_TO DO_
Pick out every line in the listing below that contains the word "along", matching case exactly, and copy each one.

— begin PROVIDED INFORMATION —

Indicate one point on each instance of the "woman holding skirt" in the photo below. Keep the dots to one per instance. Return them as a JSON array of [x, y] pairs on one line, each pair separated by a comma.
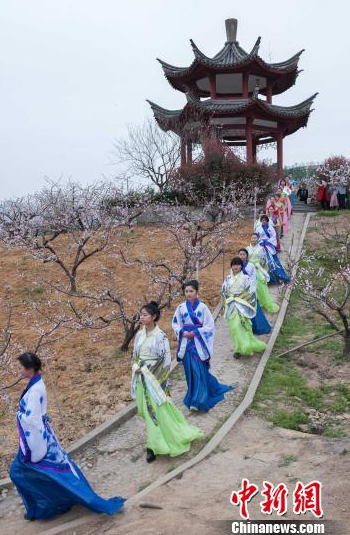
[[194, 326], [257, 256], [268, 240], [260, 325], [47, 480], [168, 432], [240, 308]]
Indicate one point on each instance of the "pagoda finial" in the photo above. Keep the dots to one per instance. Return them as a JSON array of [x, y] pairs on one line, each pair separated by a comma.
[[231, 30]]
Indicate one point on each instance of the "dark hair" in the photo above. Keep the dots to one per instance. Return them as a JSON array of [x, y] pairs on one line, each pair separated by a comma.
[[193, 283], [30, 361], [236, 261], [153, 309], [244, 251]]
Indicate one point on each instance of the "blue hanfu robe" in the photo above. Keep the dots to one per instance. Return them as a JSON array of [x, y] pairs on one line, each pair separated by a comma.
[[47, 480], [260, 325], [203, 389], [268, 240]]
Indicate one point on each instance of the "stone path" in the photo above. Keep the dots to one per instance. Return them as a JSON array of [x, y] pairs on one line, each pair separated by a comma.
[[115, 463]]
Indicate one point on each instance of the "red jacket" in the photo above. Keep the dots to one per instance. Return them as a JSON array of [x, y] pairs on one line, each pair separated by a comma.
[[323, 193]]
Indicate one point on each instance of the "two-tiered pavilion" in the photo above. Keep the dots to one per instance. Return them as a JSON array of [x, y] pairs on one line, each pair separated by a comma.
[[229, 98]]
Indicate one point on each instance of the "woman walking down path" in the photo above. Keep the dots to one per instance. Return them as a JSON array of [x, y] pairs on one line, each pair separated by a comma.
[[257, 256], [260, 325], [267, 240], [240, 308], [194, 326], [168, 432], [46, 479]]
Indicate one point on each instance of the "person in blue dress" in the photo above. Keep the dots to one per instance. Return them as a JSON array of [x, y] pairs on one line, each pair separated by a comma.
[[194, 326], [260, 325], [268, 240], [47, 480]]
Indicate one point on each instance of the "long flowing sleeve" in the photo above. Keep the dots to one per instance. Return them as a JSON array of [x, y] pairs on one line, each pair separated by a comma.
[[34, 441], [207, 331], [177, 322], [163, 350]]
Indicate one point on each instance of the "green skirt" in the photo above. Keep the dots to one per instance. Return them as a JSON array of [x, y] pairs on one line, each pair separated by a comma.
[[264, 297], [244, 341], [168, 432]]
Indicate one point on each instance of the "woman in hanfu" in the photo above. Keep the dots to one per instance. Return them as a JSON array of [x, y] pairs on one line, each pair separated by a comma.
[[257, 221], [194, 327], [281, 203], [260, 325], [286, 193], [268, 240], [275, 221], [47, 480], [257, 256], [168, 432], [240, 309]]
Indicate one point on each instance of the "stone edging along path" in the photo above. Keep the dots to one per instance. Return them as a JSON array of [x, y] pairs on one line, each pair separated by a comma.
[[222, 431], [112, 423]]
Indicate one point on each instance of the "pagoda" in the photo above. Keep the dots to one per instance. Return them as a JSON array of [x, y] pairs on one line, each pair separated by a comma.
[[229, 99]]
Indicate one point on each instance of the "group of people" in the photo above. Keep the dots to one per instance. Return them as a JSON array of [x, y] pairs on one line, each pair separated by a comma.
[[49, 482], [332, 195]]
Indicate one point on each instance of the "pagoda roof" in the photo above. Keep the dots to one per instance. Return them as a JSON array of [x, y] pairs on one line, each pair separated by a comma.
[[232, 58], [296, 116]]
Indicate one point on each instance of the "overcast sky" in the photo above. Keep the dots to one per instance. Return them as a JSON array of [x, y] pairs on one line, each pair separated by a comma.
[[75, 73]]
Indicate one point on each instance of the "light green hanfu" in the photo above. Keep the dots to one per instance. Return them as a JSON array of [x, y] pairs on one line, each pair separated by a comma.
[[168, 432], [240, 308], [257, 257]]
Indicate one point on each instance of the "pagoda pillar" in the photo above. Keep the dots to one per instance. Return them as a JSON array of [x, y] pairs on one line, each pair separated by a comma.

— end PROVIDED INFORMATION —
— begin PROVIDED INFORMATION —

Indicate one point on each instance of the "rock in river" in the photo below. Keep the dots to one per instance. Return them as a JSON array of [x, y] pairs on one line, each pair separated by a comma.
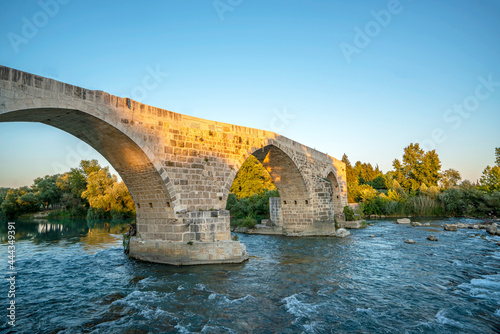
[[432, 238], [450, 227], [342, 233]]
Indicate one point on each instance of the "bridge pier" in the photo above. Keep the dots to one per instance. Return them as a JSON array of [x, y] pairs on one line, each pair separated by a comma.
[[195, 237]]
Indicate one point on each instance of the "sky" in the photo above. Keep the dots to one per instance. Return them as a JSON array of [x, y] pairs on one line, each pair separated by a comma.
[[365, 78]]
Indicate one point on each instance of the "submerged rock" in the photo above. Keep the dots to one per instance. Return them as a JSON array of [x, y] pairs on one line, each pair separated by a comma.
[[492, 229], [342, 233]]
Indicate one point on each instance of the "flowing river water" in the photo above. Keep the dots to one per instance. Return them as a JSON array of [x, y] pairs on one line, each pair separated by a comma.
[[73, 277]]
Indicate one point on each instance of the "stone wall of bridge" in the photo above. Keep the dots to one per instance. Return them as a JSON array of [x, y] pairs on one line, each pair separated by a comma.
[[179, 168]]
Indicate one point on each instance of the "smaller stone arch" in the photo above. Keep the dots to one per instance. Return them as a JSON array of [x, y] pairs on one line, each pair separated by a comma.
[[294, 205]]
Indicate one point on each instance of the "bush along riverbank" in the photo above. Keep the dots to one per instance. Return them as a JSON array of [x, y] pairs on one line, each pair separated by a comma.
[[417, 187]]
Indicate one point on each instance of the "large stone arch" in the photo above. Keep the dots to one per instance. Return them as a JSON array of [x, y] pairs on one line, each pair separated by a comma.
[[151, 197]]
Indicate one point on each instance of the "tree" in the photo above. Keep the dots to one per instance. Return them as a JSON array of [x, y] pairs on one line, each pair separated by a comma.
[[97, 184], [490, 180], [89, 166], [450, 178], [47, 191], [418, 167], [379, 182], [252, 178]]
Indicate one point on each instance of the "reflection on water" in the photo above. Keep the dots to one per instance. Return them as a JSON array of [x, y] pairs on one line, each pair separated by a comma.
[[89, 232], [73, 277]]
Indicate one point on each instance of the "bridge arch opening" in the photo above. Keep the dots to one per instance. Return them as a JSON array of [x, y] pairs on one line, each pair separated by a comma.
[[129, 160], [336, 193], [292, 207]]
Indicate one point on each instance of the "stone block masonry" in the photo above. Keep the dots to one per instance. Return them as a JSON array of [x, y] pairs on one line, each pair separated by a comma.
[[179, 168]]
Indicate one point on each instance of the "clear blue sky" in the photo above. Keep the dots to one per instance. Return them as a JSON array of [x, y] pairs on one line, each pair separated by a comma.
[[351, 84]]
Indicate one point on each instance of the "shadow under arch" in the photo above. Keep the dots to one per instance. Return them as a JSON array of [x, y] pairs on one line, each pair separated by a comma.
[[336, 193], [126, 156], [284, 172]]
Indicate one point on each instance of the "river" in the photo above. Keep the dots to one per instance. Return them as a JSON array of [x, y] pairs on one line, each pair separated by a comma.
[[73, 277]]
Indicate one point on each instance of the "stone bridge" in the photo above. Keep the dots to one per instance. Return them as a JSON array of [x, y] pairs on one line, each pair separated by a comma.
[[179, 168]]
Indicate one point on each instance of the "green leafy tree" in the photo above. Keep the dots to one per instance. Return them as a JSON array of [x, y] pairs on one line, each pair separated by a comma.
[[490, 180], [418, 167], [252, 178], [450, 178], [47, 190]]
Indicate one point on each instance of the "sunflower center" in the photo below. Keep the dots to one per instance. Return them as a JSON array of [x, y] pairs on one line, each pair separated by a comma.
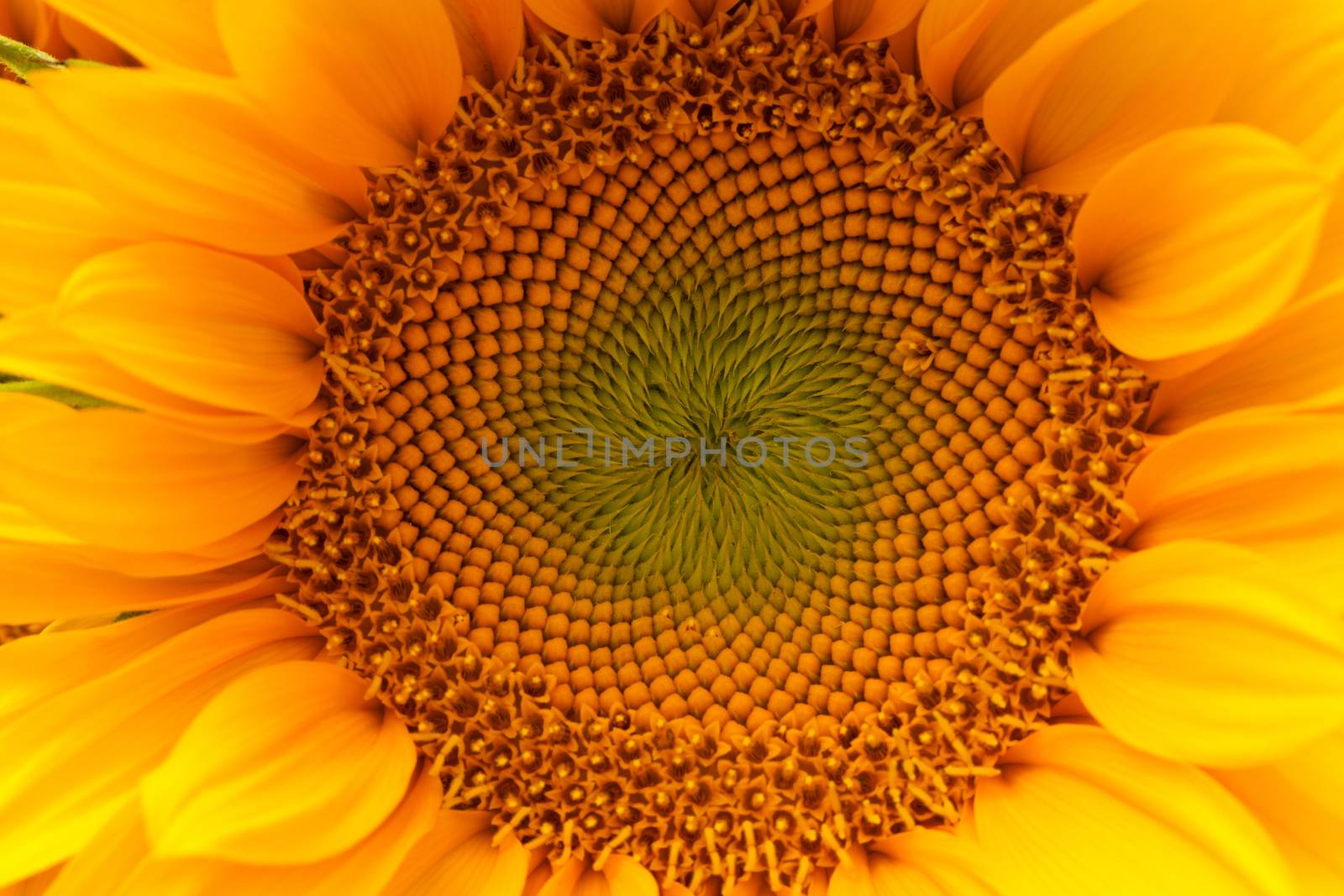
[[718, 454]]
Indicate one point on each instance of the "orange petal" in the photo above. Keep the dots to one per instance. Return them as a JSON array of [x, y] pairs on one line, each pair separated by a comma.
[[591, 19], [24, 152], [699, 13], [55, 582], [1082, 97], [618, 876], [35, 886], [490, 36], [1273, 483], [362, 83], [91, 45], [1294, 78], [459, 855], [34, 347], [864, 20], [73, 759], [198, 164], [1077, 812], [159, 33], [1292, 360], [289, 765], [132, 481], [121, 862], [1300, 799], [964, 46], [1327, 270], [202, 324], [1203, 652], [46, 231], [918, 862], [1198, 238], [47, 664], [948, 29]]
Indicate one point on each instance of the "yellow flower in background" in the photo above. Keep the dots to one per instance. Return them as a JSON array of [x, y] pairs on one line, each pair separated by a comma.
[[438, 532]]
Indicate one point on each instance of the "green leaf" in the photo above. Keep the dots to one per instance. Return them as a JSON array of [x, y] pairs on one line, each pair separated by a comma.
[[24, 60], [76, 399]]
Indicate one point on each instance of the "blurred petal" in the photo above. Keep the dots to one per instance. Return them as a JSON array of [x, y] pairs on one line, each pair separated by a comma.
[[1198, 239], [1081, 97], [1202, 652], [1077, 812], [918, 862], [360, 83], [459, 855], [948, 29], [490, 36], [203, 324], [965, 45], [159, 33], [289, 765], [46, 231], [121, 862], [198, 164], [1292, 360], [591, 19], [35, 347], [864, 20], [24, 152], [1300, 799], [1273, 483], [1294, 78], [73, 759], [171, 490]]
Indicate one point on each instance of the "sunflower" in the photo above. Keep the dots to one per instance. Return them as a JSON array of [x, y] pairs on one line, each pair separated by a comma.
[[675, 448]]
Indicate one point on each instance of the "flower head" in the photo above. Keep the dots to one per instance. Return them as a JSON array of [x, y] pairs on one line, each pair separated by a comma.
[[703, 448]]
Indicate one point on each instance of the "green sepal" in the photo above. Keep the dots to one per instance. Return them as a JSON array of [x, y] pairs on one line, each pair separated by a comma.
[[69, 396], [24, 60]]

— end PROVIDED INFORMATION —

_RESPONSE TO THE TASK_
Indicate one point on each instance of the "stone edging along path" in the photo above. Keep the dots to one per instance. Return them as a JSON array of [x, y] pairs on one line, each pair separated by a comma.
Indicate one point on each instance of the "bush along riverbank" in the photo above. Keep the dots to one per instance. Return them as a JSON array of [x, y] pairs on one line, each pair separated by a comma.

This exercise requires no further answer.